Dataset extract =

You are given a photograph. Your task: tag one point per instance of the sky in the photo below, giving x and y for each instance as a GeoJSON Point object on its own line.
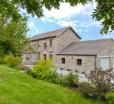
{"type": "Point", "coordinates": [78, 17]}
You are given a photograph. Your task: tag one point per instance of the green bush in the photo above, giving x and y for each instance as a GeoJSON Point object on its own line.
{"type": "Point", "coordinates": [99, 85]}
{"type": "Point", "coordinates": [53, 77]}
{"type": "Point", "coordinates": [42, 68]}
{"type": "Point", "coordinates": [71, 80]}
{"type": "Point", "coordinates": [12, 61]}
{"type": "Point", "coordinates": [1, 59]}
{"type": "Point", "coordinates": [110, 98]}
{"type": "Point", "coordinates": [87, 89]}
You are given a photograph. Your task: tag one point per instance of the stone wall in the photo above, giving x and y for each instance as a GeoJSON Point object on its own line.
{"type": "Point", "coordinates": [88, 63]}
{"type": "Point", "coordinates": [29, 58]}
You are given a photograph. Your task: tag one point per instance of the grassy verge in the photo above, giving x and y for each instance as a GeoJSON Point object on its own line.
{"type": "Point", "coordinates": [19, 88]}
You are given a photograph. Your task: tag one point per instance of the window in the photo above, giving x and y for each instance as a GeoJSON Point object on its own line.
{"type": "Point", "coordinates": [63, 60]}
{"type": "Point", "coordinates": [45, 45]}
{"type": "Point", "coordinates": [51, 56]}
{"type": "Point", "coordinates": [79, 62]}
{"type": "Point", "coordinates": [50, 42]}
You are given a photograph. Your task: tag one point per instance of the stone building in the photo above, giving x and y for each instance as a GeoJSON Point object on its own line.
{"type": "Point", "coordinates": [68, 52]}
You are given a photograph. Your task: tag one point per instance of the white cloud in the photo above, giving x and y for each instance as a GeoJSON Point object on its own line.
{"type": "Point", "coordinates": [33, 28]}
{"type": "Point", "coordinates": [63, 16]}
{"type": "Point", "coordinates": [66, 11]}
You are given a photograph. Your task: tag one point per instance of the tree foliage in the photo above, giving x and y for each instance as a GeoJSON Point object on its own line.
{"type": "Point", "coordinates": [12, 35]}
{"type": "Point", "coordinates": [103, 12]}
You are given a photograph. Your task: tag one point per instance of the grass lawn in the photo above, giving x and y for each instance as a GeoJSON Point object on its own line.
{"type": "Point", "coordinates": [19, 88]}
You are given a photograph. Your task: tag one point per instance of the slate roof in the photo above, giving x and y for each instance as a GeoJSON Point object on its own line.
{"type": "Point", "coordinates": [54, 33]}
{"type": "Point", "coordinates": [92, 47]}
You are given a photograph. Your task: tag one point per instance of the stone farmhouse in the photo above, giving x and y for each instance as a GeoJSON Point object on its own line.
{"type": "Point", "coordinates": [68, 52]}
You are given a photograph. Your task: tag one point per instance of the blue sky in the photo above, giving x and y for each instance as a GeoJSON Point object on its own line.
{"type": "Point", "coordinates": [78, 17]}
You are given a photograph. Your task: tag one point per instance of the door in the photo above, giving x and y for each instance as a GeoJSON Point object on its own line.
{"type": "Point", "coordinates": [105, 63]}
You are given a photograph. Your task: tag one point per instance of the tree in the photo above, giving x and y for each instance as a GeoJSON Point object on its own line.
{"type": "Point", "coordinates": [104, 11]}
{"type": "Point", "coordinates": [12, 36]}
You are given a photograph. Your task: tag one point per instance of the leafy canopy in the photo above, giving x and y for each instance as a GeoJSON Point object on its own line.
{"type": "Point", "coordinates": [104, 11]}
{"type": "Point", "coordinates": [12, 35]}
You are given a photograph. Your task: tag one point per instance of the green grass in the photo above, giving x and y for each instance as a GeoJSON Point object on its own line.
{"type": "Point", "coordinates": [19, 88]}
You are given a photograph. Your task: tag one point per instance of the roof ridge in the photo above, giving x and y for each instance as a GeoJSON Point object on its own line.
{"type": "Point", "coordinates": [52, 31]}
{"type": "Point", "coordinates": [96, 40]}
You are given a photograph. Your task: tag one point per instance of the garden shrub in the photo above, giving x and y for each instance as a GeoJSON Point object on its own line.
{"type": "Point", "coordinates": [1, 59]}
{"type": "Point", "coordinates": [110, 97]}
{"type": "Point", "coordinates": [41, 68]}
{"type": "Point", "coordinates": [53, 77]}
{"type": "Point", "coordinates": [12, 61]}
{"type": "Point", "coordinates": [99, 86]}
{"type": "Point", "coordinates": [87, 89]}
{"type": "Point", "coordinates": [71, 80]}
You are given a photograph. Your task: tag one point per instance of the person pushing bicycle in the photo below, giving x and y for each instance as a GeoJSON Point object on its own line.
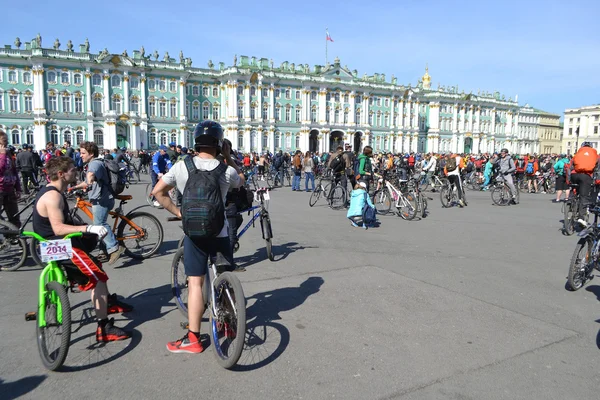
{"type": "Point", "coordinates": [51, 220]}
{"type": "Point", "coordinates": [197, 191]}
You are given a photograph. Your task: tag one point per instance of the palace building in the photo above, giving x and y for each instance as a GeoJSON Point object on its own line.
{"type": "Point", "coordinates": [141, 101]}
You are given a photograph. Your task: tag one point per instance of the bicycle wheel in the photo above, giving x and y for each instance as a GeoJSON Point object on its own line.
{"type": "Point", "coordinates": [179, 286]}
{"type": "Point", "coordinates": [338, 198]}
{"type": "Point", "coordinates": [581, 264]}
{"type": "Point", "coordinates": [140, 245]}
{"type": "Point", "coordinates": [569, 217]}
{"type": "Point", "coordinates": [382, 201]}
{"type": "Point", "coordinates": [228, 326]}
{"type": "Point", "coordinates": [54, 338]}
{"type": "Point", "coordinates": [408, 207]}
{"type": "Point", "coordinates": [13, 249]}
{"type": "Point", "coordinates": [314, 197]}
{"type": "Point", "coordinates": [265, 223]}
{"type": "Point", "coordinates": [446, 196]}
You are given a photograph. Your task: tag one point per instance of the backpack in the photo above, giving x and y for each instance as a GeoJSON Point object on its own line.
{"type": "Point", "coordinates": [337, 164]}
{"type": "Point", "coordinates": [117, 176]}
{"type": "Point", "coordinates": [369, 214]}
{"type": "Point", "coordinates": [451, 164]}
{"type": "Point", "coordinates": [202, 208]}
{"type": "Point", "coordinates": [585, 160]}
{"type": "Point", "coordinates": [529, 169]}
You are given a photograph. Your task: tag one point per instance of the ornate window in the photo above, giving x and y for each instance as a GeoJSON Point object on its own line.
{"type": "Point", "coordinates": [16, 136]}
{"type": "Point", "coordinates": [195, 110]}
{"type": "Point", "coordinates": [27, 77]}
{"type": "Point", "coordinates": [205, 110]}
{"type": "Point", "coordinates": [173, 109]}
{"type": "Point", "coordinates": [13, 101]}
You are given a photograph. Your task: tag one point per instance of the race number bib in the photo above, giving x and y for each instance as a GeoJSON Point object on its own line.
{"type": "Point", "coordinates": [55, 250]}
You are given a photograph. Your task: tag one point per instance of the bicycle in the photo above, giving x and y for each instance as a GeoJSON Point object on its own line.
{"type": "Point", "coordinates": [134, 230]}
{"type": "Point", "coordinates": [501, 193]}
{"type": "Point", "coordinates": [586, 256]}
{"type": "Point", "coordinates": [336, 196]}
{"type": "Point", "coordinates": [53, 314]}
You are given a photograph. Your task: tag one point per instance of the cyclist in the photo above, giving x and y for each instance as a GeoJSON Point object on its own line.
{"type": "Point", "coordinates": [208, 138]}
{"type": "Point", "coordinates": [10, 184]}
{"type": "Point", "coordinates": [507, 167]}
{"type": "Point", "coordinates": [584, 164]}
{"type": "Point", "coordinates": [160, 163]}
{"type": "Point", "coordinates": [100, 195]}
{"type": "Point", "coordinates": [51, 220]}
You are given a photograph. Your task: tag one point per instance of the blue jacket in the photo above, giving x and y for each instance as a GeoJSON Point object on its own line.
{"type": "Point", "coordinates": [160, 163]}
{"type": "Point", "coordinates": [357, 202]}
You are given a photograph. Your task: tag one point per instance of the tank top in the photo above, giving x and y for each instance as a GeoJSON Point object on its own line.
{"type": "Point", "coordinates": [42, 225]}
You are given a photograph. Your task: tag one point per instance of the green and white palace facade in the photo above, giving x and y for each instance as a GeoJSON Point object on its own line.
{"type": "Point", "coordinates": [139, 101]}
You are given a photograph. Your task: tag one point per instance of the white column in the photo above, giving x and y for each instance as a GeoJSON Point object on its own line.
{"type": "Point", "coordinates": [143, 101]}
{"type": "Point", "coordinates": [126, 94]}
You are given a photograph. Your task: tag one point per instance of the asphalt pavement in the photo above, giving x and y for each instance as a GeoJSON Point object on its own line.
{"type": "Point", "coordinates": [465, 304]}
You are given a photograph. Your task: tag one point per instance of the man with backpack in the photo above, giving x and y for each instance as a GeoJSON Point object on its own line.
{"type": "Point", "coordinates": [205, 181]}
{"type": "Point", "coordinates": [584, 164]}
{"type": "Point", "coordinates": [101, 195]}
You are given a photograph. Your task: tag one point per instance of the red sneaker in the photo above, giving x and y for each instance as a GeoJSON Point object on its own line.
{"type": "Point", "coordinates": [190, 343]}
{"type": "Point", "coordinates": [110, 333]}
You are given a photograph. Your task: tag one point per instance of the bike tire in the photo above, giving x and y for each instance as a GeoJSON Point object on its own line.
{"type": "Point", "coordinates": [579, 274]}
{"type": "Point", "coordinates": [338, 198]}
{"type": "Point", "coordinates": [267, 230]}
{"type": "Point", "coordinates": [569, 217]}
{"type": "Point", "coordinates": [13, 249]}
{"type": "Point", "coordinates": [179, 284]}
{"type": "Point", "coordinates": [227, 349]}
{"type": "Point", "coordinates": [152, 224]}
{"type": "Point", "coordinates": [408, 210]}
{"type": "Point", "coordinates": [382, 201]}
{"type": "Point", "coordinates": [54, 359]}
{"type": "Point", "coordinates": [446, 196]}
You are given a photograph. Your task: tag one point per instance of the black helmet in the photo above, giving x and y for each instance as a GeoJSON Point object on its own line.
{"type": "Point", "coordinates": [208, 134]}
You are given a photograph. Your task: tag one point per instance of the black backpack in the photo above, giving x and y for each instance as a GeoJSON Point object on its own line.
{"type": "Point", "coordinates": [202, 208]}
{"type": "Point", "coordinates": [338, 164]}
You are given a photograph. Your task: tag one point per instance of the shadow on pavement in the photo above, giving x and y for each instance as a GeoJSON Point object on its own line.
{"type": "Point", "coordinates": [267, 340]}
{"type": "Point", "coordinates": [280, 252]}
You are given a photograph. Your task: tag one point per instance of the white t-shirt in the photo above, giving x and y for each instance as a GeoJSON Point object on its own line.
{"type": "Point", "coordinates": [178, 176]}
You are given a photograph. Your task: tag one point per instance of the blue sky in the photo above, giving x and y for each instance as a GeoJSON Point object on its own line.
{"type": "Point", "coordinates": [547, 52]}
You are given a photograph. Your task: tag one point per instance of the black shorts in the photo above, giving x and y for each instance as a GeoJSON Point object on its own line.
{"type": "Point", "coordinates": [561, 182]}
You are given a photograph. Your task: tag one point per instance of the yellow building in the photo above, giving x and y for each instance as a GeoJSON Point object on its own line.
{"type": "Point", "coordinates": [550, 133]}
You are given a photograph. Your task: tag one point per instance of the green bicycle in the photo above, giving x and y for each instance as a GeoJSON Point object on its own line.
{"type": "Point", "coordinates": [53, 328]}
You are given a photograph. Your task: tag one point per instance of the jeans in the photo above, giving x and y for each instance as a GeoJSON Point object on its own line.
{"type": "Point", "coordinates": [296, 181]}
{"type": "Point", "coordinates": [309, 176]}
{"type": "Point", "coordinates": [100, 217]}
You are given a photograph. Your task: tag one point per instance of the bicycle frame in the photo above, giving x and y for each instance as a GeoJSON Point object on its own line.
{"type": "Point", "coordinates": [86, 207]}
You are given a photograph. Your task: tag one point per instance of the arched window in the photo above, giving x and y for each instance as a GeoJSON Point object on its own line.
{"type": "Point", "coordinates": [16, 136]}
{"type": "Point", "coordinates": [67, 136]}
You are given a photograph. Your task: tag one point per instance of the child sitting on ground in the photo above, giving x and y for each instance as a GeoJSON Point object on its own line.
{"type": "Point", "coordinates": [358, 199]}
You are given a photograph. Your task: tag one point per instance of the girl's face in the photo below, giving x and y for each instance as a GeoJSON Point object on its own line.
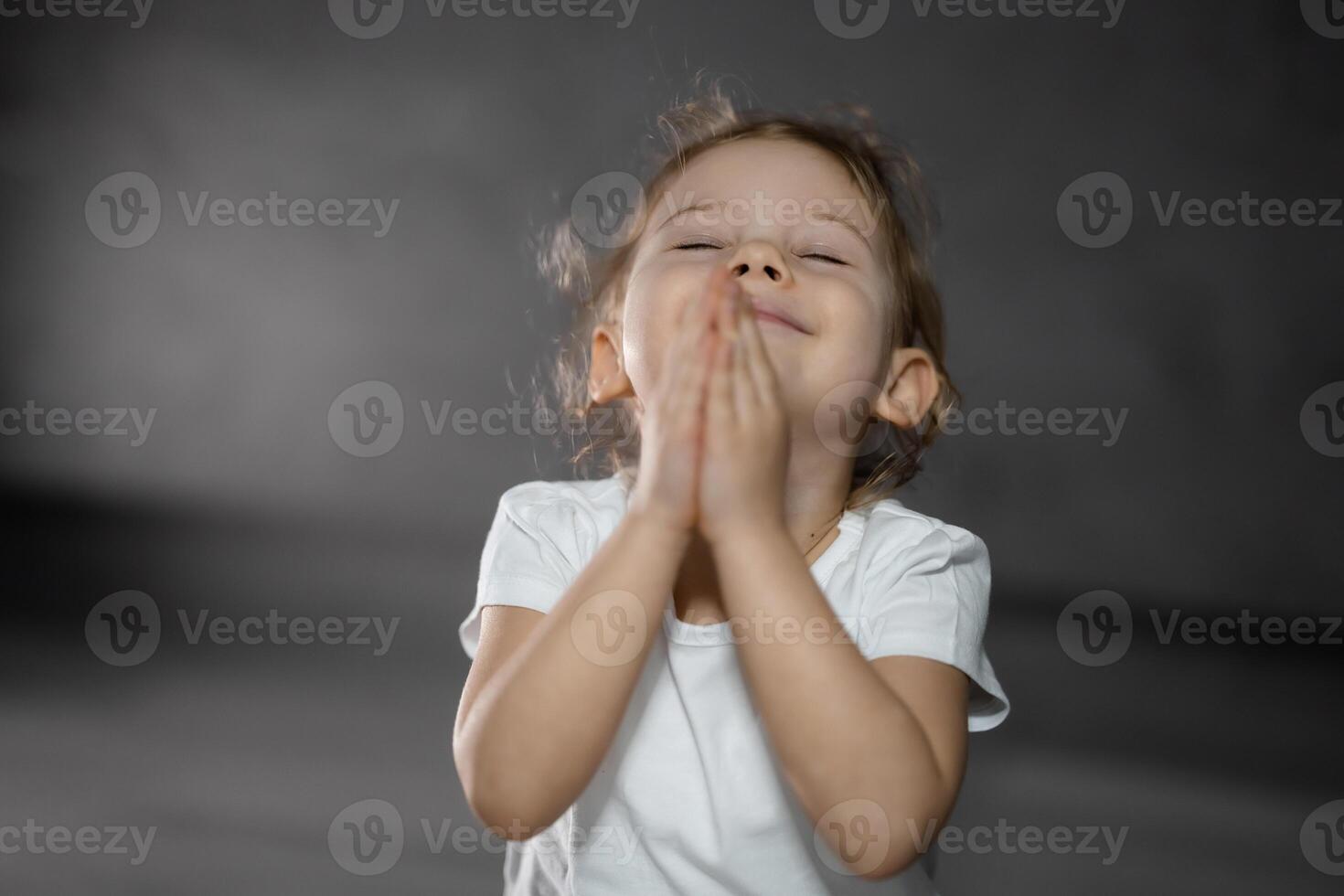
{"type": "Point", "coordinates": [801, 240]}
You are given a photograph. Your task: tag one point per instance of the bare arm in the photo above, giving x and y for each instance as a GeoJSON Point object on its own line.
{"type": "Point", "coordinates": [548, 692]}
{"type": "Point", "coordinates": [872, 750]}
{"type": "Point", "coordinates": [867, 746]}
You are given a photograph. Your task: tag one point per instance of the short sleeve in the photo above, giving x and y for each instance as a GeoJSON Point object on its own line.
{"type": "Point", "coordinates": [932, 600]}
{"type": "Point", "coordinates": [529, 555]}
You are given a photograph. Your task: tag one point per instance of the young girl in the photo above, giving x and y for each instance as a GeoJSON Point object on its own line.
{"type": "Point", "coordinates": [738, 666]}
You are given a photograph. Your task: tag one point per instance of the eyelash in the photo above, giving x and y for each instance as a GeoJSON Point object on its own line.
{"type": "Point", "coordinates": [826, 258]}
{"type": "Point", "coordinates": [702, 245]}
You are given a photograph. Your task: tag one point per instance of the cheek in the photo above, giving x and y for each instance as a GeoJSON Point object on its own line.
{"type": "Point", "coordinates": [652, 305]}
{"type": "Point", "coordinates": [857, 348]}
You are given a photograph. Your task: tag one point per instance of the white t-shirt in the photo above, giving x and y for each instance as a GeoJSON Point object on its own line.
{"type": "Point", "coordinates": [689, 797]}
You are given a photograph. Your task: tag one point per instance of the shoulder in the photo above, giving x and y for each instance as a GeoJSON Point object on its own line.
{"type": "Point", "coordinates": [898, 540]}
{"type": "Point", "coordinates": [542, 506]}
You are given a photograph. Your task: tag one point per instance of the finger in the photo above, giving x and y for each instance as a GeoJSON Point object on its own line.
{"type": "Point", "coordinates": [688, 354]}
{"type": "Point", "coordinates": [720, 403]}
{"type": "Point", "coordinates": [743, 384]}
{"type": "Point", "coordinates": [758, 359]}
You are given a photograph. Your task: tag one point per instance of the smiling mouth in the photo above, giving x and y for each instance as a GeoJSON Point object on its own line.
{"type": "Point", "coordinates": [769, 317]}
{"type": "Point", "coordinates": [771, 312]}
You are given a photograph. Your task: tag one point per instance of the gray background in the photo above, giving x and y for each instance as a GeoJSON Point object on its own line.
{"type": "Point", "coordinates": [1211, 501]}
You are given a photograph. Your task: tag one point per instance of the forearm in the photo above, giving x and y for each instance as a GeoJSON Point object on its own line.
{"type": "Point", "coordinates": [535, 735]}
{"type": "Point", "coordinates": [837, 729]}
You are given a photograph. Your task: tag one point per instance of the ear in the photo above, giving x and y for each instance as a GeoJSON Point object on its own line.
{"type": "Point", "coordinates": [910, 389]}
{"type": "Point", "coordinates": [606, 368]}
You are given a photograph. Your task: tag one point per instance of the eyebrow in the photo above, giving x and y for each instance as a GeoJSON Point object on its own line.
{"type": "Point", "coordinates": [808, 218]}
{"type": "Point", "coordinates": [843, 222]}
{"type": "Point", "coordinates": [700, 206]}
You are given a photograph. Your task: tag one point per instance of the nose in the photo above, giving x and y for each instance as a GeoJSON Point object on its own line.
{"type": "Point", "coordinates": [760, 258]}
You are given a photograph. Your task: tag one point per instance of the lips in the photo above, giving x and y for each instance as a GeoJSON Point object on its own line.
{"type": "Point", "coordinates": [774, 312]}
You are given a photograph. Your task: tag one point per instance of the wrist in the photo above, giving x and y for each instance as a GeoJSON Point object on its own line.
{"type": "Point", "coordinates": [746, 532]}
{"type": "Point", "coordinates": [659, 528]}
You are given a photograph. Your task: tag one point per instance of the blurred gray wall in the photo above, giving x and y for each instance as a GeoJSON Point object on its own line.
{"type": "Point", "coordinates": [484, 128]}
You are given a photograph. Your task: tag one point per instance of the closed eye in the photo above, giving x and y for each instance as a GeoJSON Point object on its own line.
{"type": "Point", "coordinates": [826, 257]}
{"type": "Point", "coordinates": [697, 243]}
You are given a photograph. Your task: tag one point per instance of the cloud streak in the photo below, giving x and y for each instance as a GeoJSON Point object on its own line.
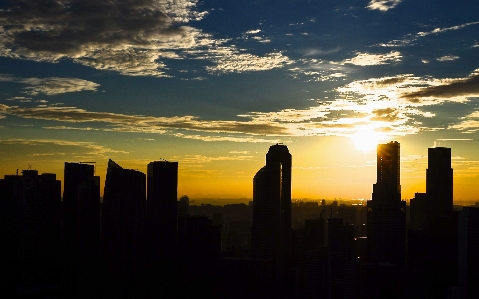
{"type": "Point", "coordinates": [132, 37]}
{"type": "Point", "coordinates": [51, 86]}
{"type": "Point", "coordinates": [383, 5]}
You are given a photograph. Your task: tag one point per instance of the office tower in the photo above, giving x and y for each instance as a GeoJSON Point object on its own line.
{"type": "Point", "coordinates": [162, 186]}
{"type": "Point", "coordinates": [122, 223]}
{"type": "Point", "coordinates": [439, 182]}
{"type": "Point", "coordinates": [271, 231]}
{"type": "Point", "coordinates": [74, 226]}
{"type": "Point", "coordinates": [419, 211]}
{"type": "Point", "coordinates": [33, 232]}
{"type": "Point", "coordinates": [469, 251]}
{"type": "Point", "coordinates": [89, 279]}
{"type": "Point", "coordinates": [182, 206]}
{"type": "Point", "coordinates": [386, 229]}
{"type": "Point", "coordinates": [341, 259]}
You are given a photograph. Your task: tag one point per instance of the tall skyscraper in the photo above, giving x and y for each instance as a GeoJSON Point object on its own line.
{"type": "Point", "coordinates": [271, 231]}
{"type": "Point", "coordinates": [439, 182]}
{"type": "Point", "coordinates": [33, 202]}
{"type": "Point", "coordinates": [77, 228]}
{"type": "Point", "coordinates": [386, 229]}
{"type": "Point", "coordinates": [162, 186]}
{"type": "Point", "coordinates": [122, 223]}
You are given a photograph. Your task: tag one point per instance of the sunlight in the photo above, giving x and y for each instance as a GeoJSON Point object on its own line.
{"type": "Point", "coordinates": [366, 139]}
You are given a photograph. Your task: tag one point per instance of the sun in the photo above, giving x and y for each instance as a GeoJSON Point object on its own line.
{"type": "Point", "coordinates": [366, 139]}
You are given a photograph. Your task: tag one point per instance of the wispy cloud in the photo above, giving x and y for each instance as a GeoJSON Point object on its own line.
{"type": "Point", "coordinates": [364, 59]}
{"type": "Point", "coordinates": [455, 89]}
{"type": "Point", "coordinates": [42, 147]}
{"type": "Point", "coordinates": [392, 106]}
{"type": "Point", "coordinates": [448, 58]}
{"type": "Point", "coordinates": [50, 86]}
{"type": "Point", "coordinates": [131, 37]}
{"type": "Point", "coordinates": [409, 39]}
{"type": "Point", "coordinates": [383, 5]}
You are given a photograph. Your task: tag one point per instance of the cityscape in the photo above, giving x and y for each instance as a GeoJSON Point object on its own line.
{"type": "Point", "coordinates": [143, 241]}
{"type": "Point", "coordinates": [239, 149]}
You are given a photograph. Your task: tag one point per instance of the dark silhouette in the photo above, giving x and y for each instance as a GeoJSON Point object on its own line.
{"type": "Point", "coordinates": [142, 242]}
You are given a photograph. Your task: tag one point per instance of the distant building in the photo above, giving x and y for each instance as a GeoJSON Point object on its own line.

Task requirements =
Nothing before the line containing "of the cityscape" should be repeated; repeat that line and all later lines through the end of the data above, exactly.

Answer below =
You are given a photograph. Your task: tag one point per instance of the cityscape in the photo above, giving x and y for each instance as a GeoJSON Point object on its own line.
{"type": "Point", "coordinates": [143, 241]}
{"type": "Point", "coordinates": [239, 149]}
You are given a photograph. Your task: tag one point per instance of the dark silhouette in the photo above, giving x and y for each instance as a GeoJSON Point object on its own line.
{"type": "Point", "coordinates": [142, 242]}
You are given a photograph. Your task: tag one point per instance of the distant building in the photo above, giving x and y for each instance as a GeoJSON Point object on its own line.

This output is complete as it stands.